> _Exercise_
Can you print the data exactly and leave out each image?

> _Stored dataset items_
* Start *

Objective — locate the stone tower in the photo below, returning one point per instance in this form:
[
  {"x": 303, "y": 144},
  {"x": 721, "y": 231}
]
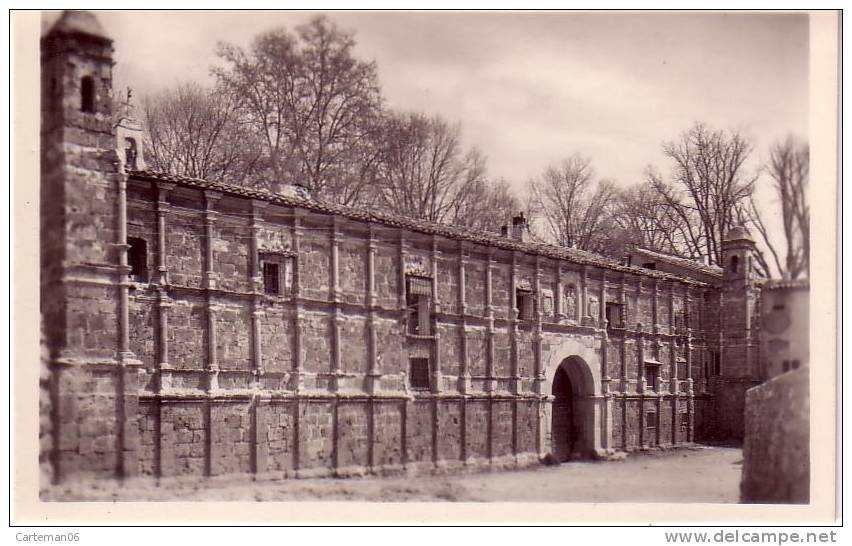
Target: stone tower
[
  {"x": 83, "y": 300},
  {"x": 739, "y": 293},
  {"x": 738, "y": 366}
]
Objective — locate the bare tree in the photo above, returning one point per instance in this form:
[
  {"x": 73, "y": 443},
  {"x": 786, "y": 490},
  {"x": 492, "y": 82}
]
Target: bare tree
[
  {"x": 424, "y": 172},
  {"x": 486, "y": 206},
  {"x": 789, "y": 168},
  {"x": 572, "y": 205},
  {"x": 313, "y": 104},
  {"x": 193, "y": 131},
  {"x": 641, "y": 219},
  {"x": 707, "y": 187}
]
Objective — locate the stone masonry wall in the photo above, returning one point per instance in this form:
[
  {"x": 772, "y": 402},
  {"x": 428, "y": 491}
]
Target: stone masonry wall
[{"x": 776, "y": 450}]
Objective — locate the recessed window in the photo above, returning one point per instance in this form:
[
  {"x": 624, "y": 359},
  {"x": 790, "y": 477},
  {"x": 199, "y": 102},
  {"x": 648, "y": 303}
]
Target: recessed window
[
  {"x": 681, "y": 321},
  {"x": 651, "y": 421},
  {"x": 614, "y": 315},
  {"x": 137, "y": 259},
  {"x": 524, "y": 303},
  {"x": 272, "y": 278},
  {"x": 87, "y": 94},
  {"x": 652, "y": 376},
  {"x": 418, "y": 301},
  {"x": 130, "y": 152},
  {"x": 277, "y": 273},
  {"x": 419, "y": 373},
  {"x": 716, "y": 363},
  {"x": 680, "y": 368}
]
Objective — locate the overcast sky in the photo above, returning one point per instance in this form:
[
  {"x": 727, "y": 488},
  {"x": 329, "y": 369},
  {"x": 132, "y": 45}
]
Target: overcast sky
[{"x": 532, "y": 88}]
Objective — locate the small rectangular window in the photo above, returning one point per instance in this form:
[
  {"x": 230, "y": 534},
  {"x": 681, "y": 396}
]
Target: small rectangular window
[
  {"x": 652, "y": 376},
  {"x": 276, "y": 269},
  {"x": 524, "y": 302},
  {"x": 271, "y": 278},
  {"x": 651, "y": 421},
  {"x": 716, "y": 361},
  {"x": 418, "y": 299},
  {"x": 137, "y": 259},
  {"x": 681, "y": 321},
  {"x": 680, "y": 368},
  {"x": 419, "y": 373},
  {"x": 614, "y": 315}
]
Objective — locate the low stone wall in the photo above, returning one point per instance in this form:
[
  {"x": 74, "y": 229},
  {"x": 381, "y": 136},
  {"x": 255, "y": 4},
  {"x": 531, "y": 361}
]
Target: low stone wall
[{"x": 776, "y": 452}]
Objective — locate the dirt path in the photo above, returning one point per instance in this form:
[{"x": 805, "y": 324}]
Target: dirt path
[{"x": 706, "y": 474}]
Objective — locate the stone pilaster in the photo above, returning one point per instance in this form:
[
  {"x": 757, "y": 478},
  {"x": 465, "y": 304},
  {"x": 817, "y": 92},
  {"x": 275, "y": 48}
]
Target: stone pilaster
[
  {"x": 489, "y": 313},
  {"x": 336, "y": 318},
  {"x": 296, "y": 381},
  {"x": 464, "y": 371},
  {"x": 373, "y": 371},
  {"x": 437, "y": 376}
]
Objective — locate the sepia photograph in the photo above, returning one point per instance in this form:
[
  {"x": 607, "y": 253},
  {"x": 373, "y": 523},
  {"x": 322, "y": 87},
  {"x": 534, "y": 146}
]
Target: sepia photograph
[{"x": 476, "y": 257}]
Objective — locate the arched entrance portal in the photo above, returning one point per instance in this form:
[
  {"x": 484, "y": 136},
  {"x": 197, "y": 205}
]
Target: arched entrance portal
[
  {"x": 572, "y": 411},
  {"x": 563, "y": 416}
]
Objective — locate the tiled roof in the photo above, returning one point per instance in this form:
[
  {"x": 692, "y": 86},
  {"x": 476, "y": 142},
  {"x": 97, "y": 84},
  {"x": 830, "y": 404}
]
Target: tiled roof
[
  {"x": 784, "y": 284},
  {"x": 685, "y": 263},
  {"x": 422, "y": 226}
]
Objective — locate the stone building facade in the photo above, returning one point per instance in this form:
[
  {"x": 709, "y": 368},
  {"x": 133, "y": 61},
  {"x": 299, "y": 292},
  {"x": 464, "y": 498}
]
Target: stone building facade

* End *

> _Solution for this task_
Objective — locate the stone tower in the photo below, returning one point per instance in this form:
[
  {"x": 303, "y": 144},
  {"x": 721, "y": 231}
]
Target: stone tower
[
  {"x": 83, "y": 300},
  {"x": 739, "y": 293},
  {"x": 738, "y": 366}
]
Objective — locate the bare tree in the photo above, returning one point per instance in this form:
[
  {"x": 73, "y": 443},
  {"x": 786, "y": 490},
  {"x": 492, "y": 82}
]
Target: bare tree
[
  {"x": 424, "y": 172},
  {"x": 486, "y": 206},
  {"x": 789, "y": 168},
  {"x": 572, "y": 205},
  {"x": 313, "y": 104},
  {"x": 193, "y": 131},
  {"x": 641, "y": 219},
  {"x": 707, "y": 187}
]
Objective — locate the stone masonry wall in the photo above, returning one point per instance in this form:
[
  {"x": 772, "y": 402},
  {"x": 428, "y": 491}
]
Target: stone masonry wall
[{"x": 776, "y": 450}]
Objective — locate the recessed window in the photo above, returning one point per instance in this form:
[
  {"x": 624, "y": 359},
  {"x": 790, "y": 477},
  {"x": 199, "y": 102},
  {"x": 648, "y": 303}
]
Target: recessed window
[
  {"x": 681, "y": 321},
  {"x": 651, "y": 421},
  {"x": 614, "y": 315},
  {"x": 137, "y": 259},
  {"x": 524, "y": 303},
  {"x": 272, "y": 278},
  {"x": 87, "y": 94},
  {"x": 652, "y": 376},
  {"x": 418, "y": 301},
  {"x": 130, "y": 152},
  {"x": 277, "y": 273},
  {"x": 419, "y": 373},
  {"x": 716, "y": 363},
  {"x": 680, "y": 368}
]
Objective — locate the overcast sky in the photo above, returning one point per instance in this form:
[
  {"x": 727, "y": 488},
  {"x": 329, "y": 369},
  {"x": 132, "y": 45}
]
Target: overcast sky
[{"x": 532, "y": 88}]
Objective — locate the small rectangular window in the photo above, returning one point per instance in this form:
[
  {"x": 230, "y": 534},
  {"x": 681, "y": 396}
]
Target: small rectangular window
[
  {"x": 652, "y": 376},
  {"x": 276, "y": 269},
  {"x": 524, "y": 302},
  {"x": 271, "y": 278},
  {"x": 651, "y": 421},
  {"x": 716, "y": 361},
  {"x": 418, "y": 299},
  {"x": 137, "y": 259},
  {"x": 681, "y": 321},
  {"x": 680, "y": 368},
  {"x": 419, "y": 373},
  {"x": 614, "y": 315}
]
Objective — locate the low stone wall in the photo above, returning one point per instance in this form:
[
  {"x": 74, "y": 229},
  {"x": 381, "y": 136},
  {"x": 255, "y": 4},
  {"x": 531, "y": 361}
]
Target: low stone wall
[{"x": 776, "y": 452}]
Objective — locate the dirt path in the photo above, returning one point per instance in this form:
[{"x": 805, "y": 324}]
Target: dirt path
[{"x": 706, "y": 474}]
Objective — locate the stone pilaster in the photo above, returning one point per instance in this form:
[
  {"x": 757, "y": 478},
  {"x": 465, "y": 304},
  {"x": 817, "y": 92},
  {"x": 275, "y": 48}
]
Target: stone pilaster
[
  {"x": 489, "y": 313},
  {"x": 336, "y": 318},
  {"x": 296, "y": 381},
  {"x": 464, "y": 371},
  {"x": 373, "y": 371},
  {"x": 437, "y": 376}
]
Objective — locate the sepia photograph in the photo above, returning one point per instance in this form:
[
  {"x": 607, "y": 253},
  {"x": 373, "y": 523},
  {"x": 322, "y": 87},
  {"x": 534, "y": 146}
]
Target: sepia photograph
[{"x": 476, "y": 257}]
Objective — locate the arched entrance portal in the photo above, returning one point per instance in this form:
[
  {"x": 484, "y": 136},
  {"x": 197, "y": 205}
]
Target: arched entrance portal
[
  {"x": 572, "y": 411},
  {"x": 563, "y": 416}
]
Objective — locate the tiled roof in the photo above, returning one point per instance in this form:
[
  {"x": 692, "y": 86},
  {"x": 476, "y": 142},
  {"x": 97, "y": 84},
  {"x": 830, "y": 404}
]
Target: tiled roof
[
  {"x": 784, "y": 284},
  {"x": 685, "y": 263},
  {"x": 422, "y": 226}
]
Objective — locate the stone building facade in the photo above, returning one point per instance in this form:
[
  {"x": 709, "y": 368},
  {"x": 133, "y": 61},
  {"x": 299, "y": 292},
  {"x": 464, "y": 498}
]
Target: stone building facade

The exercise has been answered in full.